* TASK *
Quote all lines below exactly. Images stay out.
# start of DATASET RECORDS
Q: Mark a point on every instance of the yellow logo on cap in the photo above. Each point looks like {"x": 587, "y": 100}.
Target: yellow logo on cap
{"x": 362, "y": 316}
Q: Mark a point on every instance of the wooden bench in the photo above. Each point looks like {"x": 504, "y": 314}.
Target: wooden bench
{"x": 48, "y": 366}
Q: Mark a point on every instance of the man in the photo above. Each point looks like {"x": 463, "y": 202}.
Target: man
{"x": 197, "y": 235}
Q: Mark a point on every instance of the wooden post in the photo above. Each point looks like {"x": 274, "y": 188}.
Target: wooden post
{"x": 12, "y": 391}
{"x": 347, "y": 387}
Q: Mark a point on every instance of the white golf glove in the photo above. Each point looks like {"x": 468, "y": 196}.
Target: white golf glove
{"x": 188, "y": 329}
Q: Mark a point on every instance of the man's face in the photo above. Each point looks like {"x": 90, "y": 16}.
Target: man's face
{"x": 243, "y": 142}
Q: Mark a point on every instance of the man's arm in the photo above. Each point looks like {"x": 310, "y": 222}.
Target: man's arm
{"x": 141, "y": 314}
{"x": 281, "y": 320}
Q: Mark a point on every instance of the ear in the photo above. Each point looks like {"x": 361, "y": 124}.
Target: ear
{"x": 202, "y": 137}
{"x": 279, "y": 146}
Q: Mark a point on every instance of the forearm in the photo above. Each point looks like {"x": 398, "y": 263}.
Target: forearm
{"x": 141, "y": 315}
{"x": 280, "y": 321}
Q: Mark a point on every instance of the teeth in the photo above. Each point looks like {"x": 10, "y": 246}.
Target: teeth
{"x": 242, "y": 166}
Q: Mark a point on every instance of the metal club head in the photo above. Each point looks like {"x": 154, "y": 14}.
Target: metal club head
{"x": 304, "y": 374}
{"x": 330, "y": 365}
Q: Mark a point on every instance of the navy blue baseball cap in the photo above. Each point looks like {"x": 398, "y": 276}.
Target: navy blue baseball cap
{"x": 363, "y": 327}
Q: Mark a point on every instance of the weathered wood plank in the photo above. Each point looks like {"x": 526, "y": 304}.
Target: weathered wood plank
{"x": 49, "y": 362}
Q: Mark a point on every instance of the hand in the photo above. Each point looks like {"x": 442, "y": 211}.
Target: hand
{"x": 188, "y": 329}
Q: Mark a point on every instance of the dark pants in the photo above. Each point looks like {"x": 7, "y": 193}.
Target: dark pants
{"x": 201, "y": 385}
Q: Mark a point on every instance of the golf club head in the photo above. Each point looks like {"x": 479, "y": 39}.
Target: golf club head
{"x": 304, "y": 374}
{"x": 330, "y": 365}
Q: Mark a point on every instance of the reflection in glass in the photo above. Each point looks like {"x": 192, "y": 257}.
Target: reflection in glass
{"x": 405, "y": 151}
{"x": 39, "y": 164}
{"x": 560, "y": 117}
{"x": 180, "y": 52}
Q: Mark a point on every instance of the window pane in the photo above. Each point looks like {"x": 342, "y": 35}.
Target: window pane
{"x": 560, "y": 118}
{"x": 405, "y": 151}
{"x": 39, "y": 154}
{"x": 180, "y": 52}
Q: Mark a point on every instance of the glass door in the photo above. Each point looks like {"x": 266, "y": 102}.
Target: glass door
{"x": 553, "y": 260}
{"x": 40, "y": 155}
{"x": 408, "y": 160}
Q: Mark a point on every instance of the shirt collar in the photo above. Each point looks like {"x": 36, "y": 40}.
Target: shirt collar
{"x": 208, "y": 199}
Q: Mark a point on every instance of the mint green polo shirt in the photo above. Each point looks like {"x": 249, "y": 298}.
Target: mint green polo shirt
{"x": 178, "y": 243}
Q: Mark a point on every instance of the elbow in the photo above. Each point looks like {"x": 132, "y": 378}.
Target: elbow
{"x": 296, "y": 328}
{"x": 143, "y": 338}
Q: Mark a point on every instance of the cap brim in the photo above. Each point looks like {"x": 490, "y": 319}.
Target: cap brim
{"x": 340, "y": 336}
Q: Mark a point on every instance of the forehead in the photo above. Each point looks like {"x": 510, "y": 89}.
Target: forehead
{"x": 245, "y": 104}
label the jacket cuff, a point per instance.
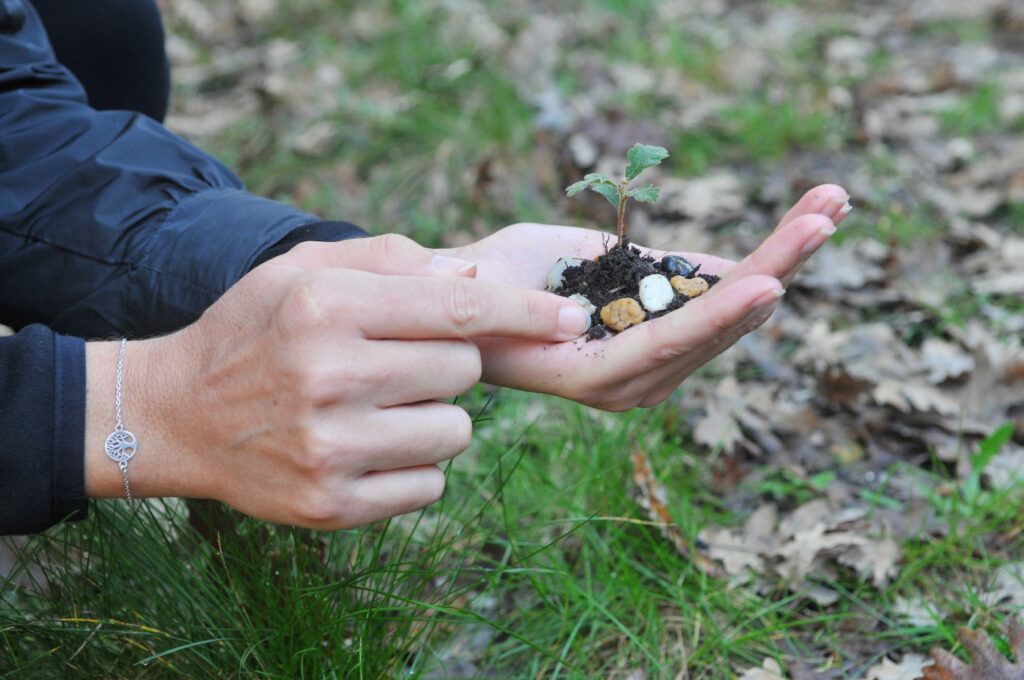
(324, 231)
(42, 462)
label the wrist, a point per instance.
(160, 466)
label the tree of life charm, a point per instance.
(121, 447)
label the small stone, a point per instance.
(676, 264)
(622, 313)
(584, 302)
(689, 287)
(655, 292)
(555, 279)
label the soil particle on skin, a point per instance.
(615, 274)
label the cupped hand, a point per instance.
(643, 365)
(309, 393)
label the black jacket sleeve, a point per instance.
(41, 461)
(110, 225)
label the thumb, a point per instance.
(388, 254)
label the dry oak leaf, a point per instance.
(986, 662)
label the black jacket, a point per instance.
(110, 225)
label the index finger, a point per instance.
(421, 307)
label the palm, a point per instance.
(643, 365)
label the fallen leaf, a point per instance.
(770, 670)
(909, 668)
(986, 662)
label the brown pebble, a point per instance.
(689, 287)
(622, 313)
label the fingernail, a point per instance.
(573, 321)
(769, 297)
(815, 242)
(452, 265)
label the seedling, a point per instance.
(624, 287)
(641, 157)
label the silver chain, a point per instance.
(121, 444)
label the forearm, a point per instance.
(152, 388)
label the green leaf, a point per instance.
(643, 157)
(647, 193)
(987, 449)
(610, 192)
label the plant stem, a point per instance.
(621, 224)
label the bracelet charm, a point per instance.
(121, 444)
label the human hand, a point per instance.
(307, 394)
(643, 365)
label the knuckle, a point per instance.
(315, 507)
(302, 306)
(462, 430)
(433, 485)
(303, 379)
(463, 305)
(315, 453)
(471, 365)
(391, 246)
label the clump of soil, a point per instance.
(616, 274)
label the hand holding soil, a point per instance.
(643, 365)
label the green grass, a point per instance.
(539, 562)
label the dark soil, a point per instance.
(615, 274)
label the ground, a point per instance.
(836, 494)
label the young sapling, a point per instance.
(623, 287)
(641, 157)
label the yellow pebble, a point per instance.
(622, 313)
(689, 287)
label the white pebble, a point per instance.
(555, 279)
(655, 292)
(584, 302)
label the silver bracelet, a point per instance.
(121, 444)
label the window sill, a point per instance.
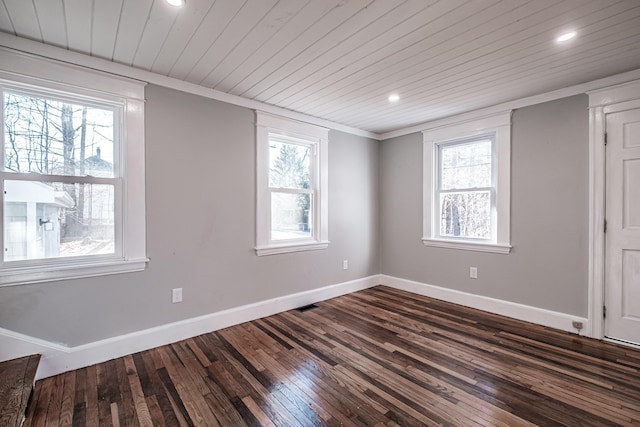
(289, 247)
(37, 274)
(467, 246)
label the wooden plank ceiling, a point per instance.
(340, 59)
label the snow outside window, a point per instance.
(291, 182)
(63, 176)
(466, 193)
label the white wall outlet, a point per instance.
(176, 295)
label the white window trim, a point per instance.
(19, 69)
(500, 124)
(319, 137)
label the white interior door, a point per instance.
(622, 264)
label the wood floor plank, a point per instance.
(377, 357)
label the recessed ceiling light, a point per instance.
(566, 36)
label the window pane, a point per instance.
(49, 220)
(466, 214)
(466, 165)
(289, 165)
(57, 138)
(291, 216)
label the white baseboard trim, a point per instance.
(540, 316)
(57, 358)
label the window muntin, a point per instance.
(465, 189)
(291, 177)
(291, 186)
(450, 192)
(61, 191)
(52, 136)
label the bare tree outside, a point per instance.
(465, 189)
(290, 169)
(57, 138)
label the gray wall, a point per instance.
(200, 181)
(547, 267)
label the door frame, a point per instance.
(601, 102)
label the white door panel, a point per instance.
(622, 270)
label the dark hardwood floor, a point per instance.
(372, 358)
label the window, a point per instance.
(70, 207)
(292, 184)
(466, 185)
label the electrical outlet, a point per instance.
(176, 295)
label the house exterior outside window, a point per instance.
(292, 211)
(72, 172)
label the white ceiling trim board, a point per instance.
(617, 79)
(35, 48)
(39, 49)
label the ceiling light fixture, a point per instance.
(566, 36)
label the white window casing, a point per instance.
(499, 126)
(125, 97)
(269, 127)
# end of DATASET RECORDS
* THE RESPONSE *
Q: Mark a point on every instance of the yellow logo on cap in the photo above. Each point looks like {"x": 587, "y": 100}.
Target: yellow logo on cap
{"x": 362, "y": 316}
Q: Mark a point on every instance of the wooden bench in the photo above. Each point looks like {"x": 504, "y": 314}.
Target: wooden bench
{"x": 48, "y": 366}
Q: Mark a point on every instance of the man in the photo above. Each point looks like {"x": 463, "y": 202}.
Target: man
{"x": 197, "y": 235}
Q: Mark a point on every instance of the wooden post in the photo above. Each point looks like {"x": 274, "y": 188}.
Target: wooden post
{"x": 12, "y": 391}
{"x": 347, "y": 387}
Q: Mark a point on every instance of the white golf glove in the photo above. Each point looks like {"x": 468, "y": 196}.
Target: white golf glove
{"x": 188, "y": 329}
Q: Mark a point on every instance of the man's face in the photo above. Each point looks like {"x": 90, "y": 16}.
Target: man's face
{"x": 243, "y": 142}
Q: Mark a point on every instance of the man's arm in the photo above. Each point looks like {"x": 310, "y": 222}.
Target: man's arm
{"x": 141, "y": 314}
{"x": 281, "y": 320}
Q: Mark a point on every instance of the ear in the photo above. Each point looks like {"x": 361, "y": 124}.
Target: ear
{"x": 202, "y": 137}
{"x": 279, "y": 146}
Q: Mark a point on every instance of the forearm in the photo above. Each point looks like {"x": 398, "y": 263}.
Target: forearm
{"x": 141, "y": 315}
{"x": 280, "y": 321}
Q: Mark a point on every instance of the teeth in the photo above. Each point looks like {"x": 10, "y": 246}.
Target: teeth
{"x": 242, "y": 166}
Q: Mark a point on every instance of the metal club head in the photo above. Each point looks like {"x": 154, "y": 14}.
Target: metal club head
{"x": 304, "y": 374}
{"x": 330, "y": 365}
Q: Mark a point on every instance of the navy blue baseball cap in the photo above. Each point looks like {"x": 398, "y": 276}.
Target: navy blue baseball cap
{"x": 363, "y": 327}
Q: Mark a point on every instance of the weathered wood plank in the photo above. Each point looks like {"x": 526, "y": 304}.
Target: weathered wood plank
{"x": 49, "y": 362}
Q: Mark a point on every instance of the hand in the photo above. Each point looks like {"x": 442, "y": 211}.
Target: hand
{"x": 188, "y": 329}
Q: Mark a point on every instance of the dark pants in the photo above. Each point looks like {"x": 7, "y": 193}.
Target: dark pants
{"x": 201, "y": 385}
Q: Mark a point on every instance of the golf club head in the photo above. Each point looks like {"x": 479, "y": 39}.
Target: golf club head
{"x": 304, "y": 374}
{"x": 330, "y": 365}
Q: Mark a point on every instance of the reflection in glass in the photo above. Each point looks like {"x": 192, "y": 257}.
Target: reflection in glass
{"x": 405, "y": 151}
{"x": 39, "y": 164}
{"x": 560, "y": 117}
{"x": 180, "y": 52}
Q: Mark a point on every instance of the window pane in the photo above. Each point looks like {"x": 342, "y": 35}.
Target: window pane
{"x": 560, "y": 118}
{"x": 405, "y": 151}
{"x": 39, "y": 154}
{"x": 180, "y": 52}
Q: Mark a point on every instance of the glass door in the photo above. Each point looks like {"x": 266, "y": 102}.
Target: glass door
{"x": 553, "y": 260}
{"x": 40, "y": 155}
{"x": 408, "y": 160}
Q: Mark a point on every instance of the shirt collar in the photo above. Each point looks like {"x": 36, "y": 40}.
Target: shirt collar
{"x": 208, "y": 199}
Q: Mark a point on every instance of the mint green polo shirt in the photo above. Each point looks like {"x": 249, "y": 298}.
Target: mint green polo shirt
{"x": 178, "y": 243}
Q: Mark a point on every instance of the elbow in the photo above. Each point looks like {"x": 132, "y": 378}.
Target: elbow
{"x": 296, "y": 328}
{"x": 143, "y": 338}
Q: Mark a point on every instance of the cap brim in the photo above. Each point looks like {"x": 490, "y": 319}.
Target: cap brim
{"x": 340, "y": 336}
Q: Mark a point on every instance of the forehead in the photo above. Each point looks like {"x": 510, "y": 89}.
Target: forehead
{"x": 245, "y": 104}
label the jacket cuff, a point per instance.
(324, 231)
(42, 462)
label the wrist, a point per instance.
(160, 466)
label the tree of life charm, a point per instance.
(121, 447)
label the small stone, a point per instance.
(676, 264)
(622, 313)
(584, 302)
(689, 287)
(655, 292)
(555, 279)
label the soil particle on skin, a point per instance.
(615, 274)
label the cupped hand, a point per instance.
(643, 365)
(309, 393)
label the black jacket sleeve, a point per instance.
(41, 461)
(110, 225)
label the thumb, a point per instance.
(388, 254)
label the dry oak leaf, a point per instance.
(986, 662)
label the black jacket, a point per instance.
(110, 225)
label the index finger, a point per instance.
(421, 307)
label the palm, a point per instance.
(643, 365)
label the fallen leaf, a point per instance.
(770, 670)
(909, 668)
(986, 662)
label the brown pebble, a point per instance.
(689, 287)
(622, 313)
label the fingernail, a point per instance.
(573, 321)
(769, 297)
(815, 242)
(452, 265)
label the seedling, a point per instance.
(624, 287)
(641, 157)
label the silver chain, a point per instance.
(121, 444)
label the forearm, a point per instance.
(152, 388)
label the green leaf, a point per instance.
(643, 157)
(647, 193)
(987, 449)
(610, 192)
label the plant stem, a point per instance.
(621, 224)
label the bracelet charm, a point per instance.
(121, 444)
label the human hand, a point per instance.
(307, 394)
(643, 365)
label the knuckle, a point per instance.
(315, 507)
(302, 306)
(462, 430)
(433, 485)
(303, 379)
(463, 305)
(315, 453)
(471, 365)
(391, 246)
label the clump of soil, a point per instance.
(616, 274)
label the hand holding soil, a point per instance.
(643, 365)
label the green grass, a point per instance.
(539, 562)
label the dark soil, a point per instance.
(615, 274)
label the ground, a point per instance.
(836, 494)
label the young sapling, a point per instance.
(623, 287)
(641, 157)
label the yellow pebble, a point per instance.
(622, 313)
(689, 287)
label the white pebble, a point per instance.
(555, 279)
(655, 292)
(584, 302)
label the silver bracelet, a point per instance.
(121, 444)
label the window sill, a point per instance.
(289, 247)
(37, 274)
(467, 246)
label the wooden plank ceiling, a point per instance.
(340, 59)
label the snow outside window, a point per instance.
(291, 182)
(63, 176)
(466, 193)
label the white wall outlet, a point per instance.
(176, 295)
label the white window trim, a point per instance.
(19, 69)
(500, 124)
(319, 137)
label the white interior door, a point per instance.
(622, 264)
label the wood floor plank, a point per instance.
(377, 357)
label the recessed ceiling light, a point per instance.
(566, 36)
label the window pane, a point per instance.
(49, 220)
(466, 214)
(466, 165)
(289, 165)
(57, 138)
(291, 216)
label the white baseboard trim, a point per instance.
(540, 316)
(57, 358)
label the window muntin, a point per instance.
(465, 189)
(291, 177)
(291, 186)
(450, 192)
(61, 191)
(52, 136)
label the bare tree outside, a point per instance.
(465, 189)
(290, 169)
(57, 138)
label the gray wall, a point per instance.
(200, 181)
(547, 267)
label the door frame, a point per instance.
(601, 102)
label the white door panel, a point per instance.
(622, 270)
label the dark hardwood floor, a point per instance.
(372, 358)
label the window, a point per instance.
(70, 207)
(292, 184)
(466, 185)
label the electrical outlet, a point per instance.
(176, 295)
label the house exterior outside window, a point per instance.
(292, 211)
(72, 172)
label the white ceiling trim board, a point per instance.
(617, 79)
(35, 48)
(39, 49)
label the ceiling light fixture, a point per instance.
(566, 36)
label the white window casing, a point per instance.
(499, 126)
(125, 97)
(269, 127)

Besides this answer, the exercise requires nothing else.